(Information begins)

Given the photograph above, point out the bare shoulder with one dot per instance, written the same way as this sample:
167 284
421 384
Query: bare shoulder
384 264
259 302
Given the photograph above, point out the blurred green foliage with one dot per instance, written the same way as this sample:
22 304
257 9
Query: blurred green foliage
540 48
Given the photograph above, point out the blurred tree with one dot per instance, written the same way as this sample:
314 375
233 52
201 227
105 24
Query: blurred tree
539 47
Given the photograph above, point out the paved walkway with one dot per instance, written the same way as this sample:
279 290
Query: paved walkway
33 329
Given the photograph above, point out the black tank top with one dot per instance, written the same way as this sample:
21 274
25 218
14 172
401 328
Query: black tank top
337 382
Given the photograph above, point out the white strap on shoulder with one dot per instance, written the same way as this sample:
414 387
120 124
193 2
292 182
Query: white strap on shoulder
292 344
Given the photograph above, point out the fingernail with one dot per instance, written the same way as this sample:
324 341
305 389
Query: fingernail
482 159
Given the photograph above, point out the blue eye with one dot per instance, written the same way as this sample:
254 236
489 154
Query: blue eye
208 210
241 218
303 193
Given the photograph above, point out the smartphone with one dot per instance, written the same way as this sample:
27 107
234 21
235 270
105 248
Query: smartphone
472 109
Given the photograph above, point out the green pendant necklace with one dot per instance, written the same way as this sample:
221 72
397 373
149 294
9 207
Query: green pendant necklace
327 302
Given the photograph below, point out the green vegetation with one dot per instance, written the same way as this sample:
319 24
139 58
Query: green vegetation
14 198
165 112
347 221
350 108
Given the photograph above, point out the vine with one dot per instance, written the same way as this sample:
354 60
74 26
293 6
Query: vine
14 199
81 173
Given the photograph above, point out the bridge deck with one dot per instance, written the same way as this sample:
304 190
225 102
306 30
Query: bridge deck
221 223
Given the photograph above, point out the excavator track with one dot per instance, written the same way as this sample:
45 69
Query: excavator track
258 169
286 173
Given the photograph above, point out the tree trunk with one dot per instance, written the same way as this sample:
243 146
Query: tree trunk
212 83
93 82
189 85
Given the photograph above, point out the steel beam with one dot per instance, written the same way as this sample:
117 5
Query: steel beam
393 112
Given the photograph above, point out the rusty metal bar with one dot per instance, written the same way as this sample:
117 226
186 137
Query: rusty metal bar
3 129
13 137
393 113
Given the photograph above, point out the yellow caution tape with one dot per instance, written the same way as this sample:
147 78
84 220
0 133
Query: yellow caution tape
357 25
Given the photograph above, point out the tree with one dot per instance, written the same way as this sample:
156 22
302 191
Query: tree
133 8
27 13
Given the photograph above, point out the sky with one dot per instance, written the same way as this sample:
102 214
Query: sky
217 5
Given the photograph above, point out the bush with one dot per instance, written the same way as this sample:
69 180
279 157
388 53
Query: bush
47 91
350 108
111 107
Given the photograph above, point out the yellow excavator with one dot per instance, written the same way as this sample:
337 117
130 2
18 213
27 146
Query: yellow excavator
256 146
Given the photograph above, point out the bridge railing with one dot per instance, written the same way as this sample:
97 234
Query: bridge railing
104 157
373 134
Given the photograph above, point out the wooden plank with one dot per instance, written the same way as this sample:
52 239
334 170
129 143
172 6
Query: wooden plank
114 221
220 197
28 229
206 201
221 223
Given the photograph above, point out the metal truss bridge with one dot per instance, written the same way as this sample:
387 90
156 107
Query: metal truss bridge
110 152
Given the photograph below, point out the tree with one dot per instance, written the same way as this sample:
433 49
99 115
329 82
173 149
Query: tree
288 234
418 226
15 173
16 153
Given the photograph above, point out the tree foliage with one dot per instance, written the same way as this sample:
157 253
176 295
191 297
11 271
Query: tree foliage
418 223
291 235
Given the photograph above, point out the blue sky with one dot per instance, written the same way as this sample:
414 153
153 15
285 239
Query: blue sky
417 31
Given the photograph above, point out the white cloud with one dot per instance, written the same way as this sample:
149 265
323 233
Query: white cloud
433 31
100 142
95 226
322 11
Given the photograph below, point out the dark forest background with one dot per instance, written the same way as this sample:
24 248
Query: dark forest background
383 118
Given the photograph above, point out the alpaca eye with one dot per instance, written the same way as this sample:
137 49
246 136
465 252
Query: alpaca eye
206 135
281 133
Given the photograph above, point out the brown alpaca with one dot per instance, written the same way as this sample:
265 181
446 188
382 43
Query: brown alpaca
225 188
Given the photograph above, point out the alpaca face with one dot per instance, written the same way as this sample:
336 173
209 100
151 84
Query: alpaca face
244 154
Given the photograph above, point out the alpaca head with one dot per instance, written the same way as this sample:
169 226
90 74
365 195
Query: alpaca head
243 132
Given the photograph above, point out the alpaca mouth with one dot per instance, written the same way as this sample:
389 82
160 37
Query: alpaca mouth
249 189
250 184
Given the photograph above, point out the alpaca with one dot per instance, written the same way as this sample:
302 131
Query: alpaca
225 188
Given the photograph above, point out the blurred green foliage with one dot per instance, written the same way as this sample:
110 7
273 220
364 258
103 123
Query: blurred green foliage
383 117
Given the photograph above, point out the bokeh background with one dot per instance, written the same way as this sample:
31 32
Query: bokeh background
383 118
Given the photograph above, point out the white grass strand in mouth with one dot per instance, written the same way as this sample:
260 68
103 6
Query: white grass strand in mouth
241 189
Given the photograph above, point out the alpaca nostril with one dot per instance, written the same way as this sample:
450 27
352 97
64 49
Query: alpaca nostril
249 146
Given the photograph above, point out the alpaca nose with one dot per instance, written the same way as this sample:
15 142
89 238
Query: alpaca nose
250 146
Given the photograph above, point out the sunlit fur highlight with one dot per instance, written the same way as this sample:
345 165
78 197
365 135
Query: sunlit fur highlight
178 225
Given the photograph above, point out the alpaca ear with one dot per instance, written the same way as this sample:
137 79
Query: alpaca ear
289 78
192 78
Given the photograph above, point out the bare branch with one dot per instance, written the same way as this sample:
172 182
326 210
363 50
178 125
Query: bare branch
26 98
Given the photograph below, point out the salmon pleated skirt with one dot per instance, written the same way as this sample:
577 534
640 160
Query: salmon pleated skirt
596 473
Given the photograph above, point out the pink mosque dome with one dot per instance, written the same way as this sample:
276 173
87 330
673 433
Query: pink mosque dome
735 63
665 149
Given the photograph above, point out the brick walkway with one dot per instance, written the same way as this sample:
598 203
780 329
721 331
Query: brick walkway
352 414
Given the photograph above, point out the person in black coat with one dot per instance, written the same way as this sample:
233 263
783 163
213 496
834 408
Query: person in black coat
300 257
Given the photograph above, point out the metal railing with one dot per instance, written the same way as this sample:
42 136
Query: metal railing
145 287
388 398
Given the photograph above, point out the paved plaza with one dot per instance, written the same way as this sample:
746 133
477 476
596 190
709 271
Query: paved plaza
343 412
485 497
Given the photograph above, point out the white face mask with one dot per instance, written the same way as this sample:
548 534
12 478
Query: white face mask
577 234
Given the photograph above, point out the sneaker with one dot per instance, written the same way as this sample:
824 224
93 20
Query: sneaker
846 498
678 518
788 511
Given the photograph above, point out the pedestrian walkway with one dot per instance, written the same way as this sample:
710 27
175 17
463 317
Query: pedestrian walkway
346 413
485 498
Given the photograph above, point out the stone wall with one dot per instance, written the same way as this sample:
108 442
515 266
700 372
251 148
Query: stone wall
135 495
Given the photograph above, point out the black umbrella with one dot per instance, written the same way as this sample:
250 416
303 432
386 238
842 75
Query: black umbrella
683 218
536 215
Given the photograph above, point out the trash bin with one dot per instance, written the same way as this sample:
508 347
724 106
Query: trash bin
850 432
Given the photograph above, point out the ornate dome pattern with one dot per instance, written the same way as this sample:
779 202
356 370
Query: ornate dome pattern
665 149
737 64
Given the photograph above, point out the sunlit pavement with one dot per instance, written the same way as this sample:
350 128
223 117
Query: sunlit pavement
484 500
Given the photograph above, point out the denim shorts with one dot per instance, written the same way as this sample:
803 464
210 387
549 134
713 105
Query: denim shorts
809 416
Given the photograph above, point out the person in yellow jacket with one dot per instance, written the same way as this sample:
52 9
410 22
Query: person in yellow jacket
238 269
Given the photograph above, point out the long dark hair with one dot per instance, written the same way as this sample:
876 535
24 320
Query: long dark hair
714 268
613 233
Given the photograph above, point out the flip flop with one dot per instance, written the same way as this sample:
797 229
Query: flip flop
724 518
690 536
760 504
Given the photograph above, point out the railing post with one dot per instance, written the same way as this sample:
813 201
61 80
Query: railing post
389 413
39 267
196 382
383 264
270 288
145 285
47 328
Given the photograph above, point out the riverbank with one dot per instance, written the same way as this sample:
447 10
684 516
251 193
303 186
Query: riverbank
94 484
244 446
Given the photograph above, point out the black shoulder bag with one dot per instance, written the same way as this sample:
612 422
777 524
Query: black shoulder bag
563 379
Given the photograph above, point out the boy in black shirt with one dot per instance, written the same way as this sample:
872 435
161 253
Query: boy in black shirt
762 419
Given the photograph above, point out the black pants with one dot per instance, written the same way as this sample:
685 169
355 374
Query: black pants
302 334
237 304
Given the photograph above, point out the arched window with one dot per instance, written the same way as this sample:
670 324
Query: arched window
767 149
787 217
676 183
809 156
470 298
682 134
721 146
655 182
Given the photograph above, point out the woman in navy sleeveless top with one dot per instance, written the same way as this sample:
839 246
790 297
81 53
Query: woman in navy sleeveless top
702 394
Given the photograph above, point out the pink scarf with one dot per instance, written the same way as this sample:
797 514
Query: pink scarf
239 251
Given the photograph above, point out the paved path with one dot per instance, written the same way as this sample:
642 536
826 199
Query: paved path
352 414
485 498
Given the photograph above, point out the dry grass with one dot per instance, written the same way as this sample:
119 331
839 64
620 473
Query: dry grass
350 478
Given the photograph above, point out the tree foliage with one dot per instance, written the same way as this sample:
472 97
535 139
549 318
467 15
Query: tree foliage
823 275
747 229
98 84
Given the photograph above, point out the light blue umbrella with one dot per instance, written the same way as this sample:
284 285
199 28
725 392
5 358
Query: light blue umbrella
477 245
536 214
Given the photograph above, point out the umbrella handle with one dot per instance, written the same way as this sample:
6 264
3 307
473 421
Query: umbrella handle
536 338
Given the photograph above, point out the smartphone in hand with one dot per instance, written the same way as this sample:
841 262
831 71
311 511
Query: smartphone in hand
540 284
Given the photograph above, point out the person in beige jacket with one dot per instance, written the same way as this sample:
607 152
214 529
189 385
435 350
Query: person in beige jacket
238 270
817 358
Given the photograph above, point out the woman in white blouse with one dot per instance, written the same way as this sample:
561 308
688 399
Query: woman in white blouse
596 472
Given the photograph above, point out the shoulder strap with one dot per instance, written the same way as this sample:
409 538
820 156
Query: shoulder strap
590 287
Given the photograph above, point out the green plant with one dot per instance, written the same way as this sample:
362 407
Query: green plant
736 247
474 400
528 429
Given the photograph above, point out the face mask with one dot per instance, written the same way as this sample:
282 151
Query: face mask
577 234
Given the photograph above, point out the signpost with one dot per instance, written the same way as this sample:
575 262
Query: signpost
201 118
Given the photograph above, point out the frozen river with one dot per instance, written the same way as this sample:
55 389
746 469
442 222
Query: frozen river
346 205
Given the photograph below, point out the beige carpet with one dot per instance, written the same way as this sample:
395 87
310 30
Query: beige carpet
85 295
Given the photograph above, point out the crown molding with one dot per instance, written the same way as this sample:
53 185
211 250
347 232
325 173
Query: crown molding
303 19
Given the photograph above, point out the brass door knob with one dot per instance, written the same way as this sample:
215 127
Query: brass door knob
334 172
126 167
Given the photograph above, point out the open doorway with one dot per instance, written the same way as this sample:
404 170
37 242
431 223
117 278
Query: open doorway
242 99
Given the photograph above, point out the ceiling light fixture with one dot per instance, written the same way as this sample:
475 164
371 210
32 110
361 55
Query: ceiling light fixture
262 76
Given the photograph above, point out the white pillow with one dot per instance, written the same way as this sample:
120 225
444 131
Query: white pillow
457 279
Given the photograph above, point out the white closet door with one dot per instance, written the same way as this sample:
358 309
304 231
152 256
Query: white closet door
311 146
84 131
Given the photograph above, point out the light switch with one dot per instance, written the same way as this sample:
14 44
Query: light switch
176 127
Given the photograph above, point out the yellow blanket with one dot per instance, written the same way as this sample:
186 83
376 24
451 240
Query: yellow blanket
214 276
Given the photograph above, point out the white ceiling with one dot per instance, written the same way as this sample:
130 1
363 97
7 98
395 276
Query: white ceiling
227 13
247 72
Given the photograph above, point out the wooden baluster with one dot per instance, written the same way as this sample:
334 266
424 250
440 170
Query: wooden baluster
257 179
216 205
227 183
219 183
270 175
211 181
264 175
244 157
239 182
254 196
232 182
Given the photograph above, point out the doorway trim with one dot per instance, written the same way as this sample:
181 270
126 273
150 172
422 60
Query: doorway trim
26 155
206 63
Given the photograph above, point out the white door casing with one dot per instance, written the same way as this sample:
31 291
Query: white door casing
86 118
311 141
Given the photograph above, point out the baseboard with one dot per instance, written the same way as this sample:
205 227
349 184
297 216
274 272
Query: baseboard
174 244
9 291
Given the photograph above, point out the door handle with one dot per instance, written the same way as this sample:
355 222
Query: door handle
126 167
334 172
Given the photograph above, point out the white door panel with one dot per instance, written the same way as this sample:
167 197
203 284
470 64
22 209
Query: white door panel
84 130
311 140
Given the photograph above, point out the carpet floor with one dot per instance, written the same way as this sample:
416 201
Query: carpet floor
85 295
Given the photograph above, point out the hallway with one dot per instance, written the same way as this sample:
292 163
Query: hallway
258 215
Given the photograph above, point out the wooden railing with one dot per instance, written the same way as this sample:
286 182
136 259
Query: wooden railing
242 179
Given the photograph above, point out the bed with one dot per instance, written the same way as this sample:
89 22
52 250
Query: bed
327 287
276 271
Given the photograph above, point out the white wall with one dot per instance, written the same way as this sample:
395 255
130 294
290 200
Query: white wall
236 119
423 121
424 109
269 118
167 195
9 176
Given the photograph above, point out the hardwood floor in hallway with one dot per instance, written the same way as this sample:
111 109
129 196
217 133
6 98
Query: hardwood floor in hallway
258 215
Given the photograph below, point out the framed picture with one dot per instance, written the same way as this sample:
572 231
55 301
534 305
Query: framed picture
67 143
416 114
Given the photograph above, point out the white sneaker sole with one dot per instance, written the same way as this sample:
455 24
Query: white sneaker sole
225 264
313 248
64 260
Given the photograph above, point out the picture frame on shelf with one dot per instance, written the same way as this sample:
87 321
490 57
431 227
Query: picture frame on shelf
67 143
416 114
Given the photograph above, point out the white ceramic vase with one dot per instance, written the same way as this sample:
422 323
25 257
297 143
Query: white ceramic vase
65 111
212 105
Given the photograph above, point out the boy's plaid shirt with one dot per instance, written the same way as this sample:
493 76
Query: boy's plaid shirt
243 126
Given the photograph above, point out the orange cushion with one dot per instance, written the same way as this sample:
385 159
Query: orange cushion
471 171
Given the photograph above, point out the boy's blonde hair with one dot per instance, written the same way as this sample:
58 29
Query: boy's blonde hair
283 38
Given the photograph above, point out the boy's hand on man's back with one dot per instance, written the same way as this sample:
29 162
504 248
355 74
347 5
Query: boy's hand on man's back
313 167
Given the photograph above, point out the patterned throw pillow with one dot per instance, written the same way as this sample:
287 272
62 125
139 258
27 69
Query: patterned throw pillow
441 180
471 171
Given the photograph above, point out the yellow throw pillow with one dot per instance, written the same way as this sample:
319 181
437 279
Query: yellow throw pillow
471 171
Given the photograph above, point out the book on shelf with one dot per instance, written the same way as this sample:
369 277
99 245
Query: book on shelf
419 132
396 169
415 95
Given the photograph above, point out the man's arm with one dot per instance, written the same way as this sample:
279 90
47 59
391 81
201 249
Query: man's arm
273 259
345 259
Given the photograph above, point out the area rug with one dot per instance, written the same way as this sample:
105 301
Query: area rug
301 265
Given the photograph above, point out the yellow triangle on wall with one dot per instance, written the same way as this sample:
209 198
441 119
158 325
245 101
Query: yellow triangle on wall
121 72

(Information ends)

_Problem_:
Please show the lines of the material that contain the string "below".

_Response to this task_:
Given the photograph below, point out the green vegetation with one dot per instance, written the same way as this sample:
Given the photograph below, point out the tree with one dot per instance, written the same way as this sample:
Given the photograph below, point out the dark forest background with one dot per instance, written the same way as this sample:
Given the photograph below, point out the salmon pleated skirt with one dot per instance, written the same way as this sample:
Given the photograph below, point out the beige carpet with one dot per instance, written the same way as this sample:
Given the photograph below, point out the framed picture with one dot per instance, written the same way as this sample:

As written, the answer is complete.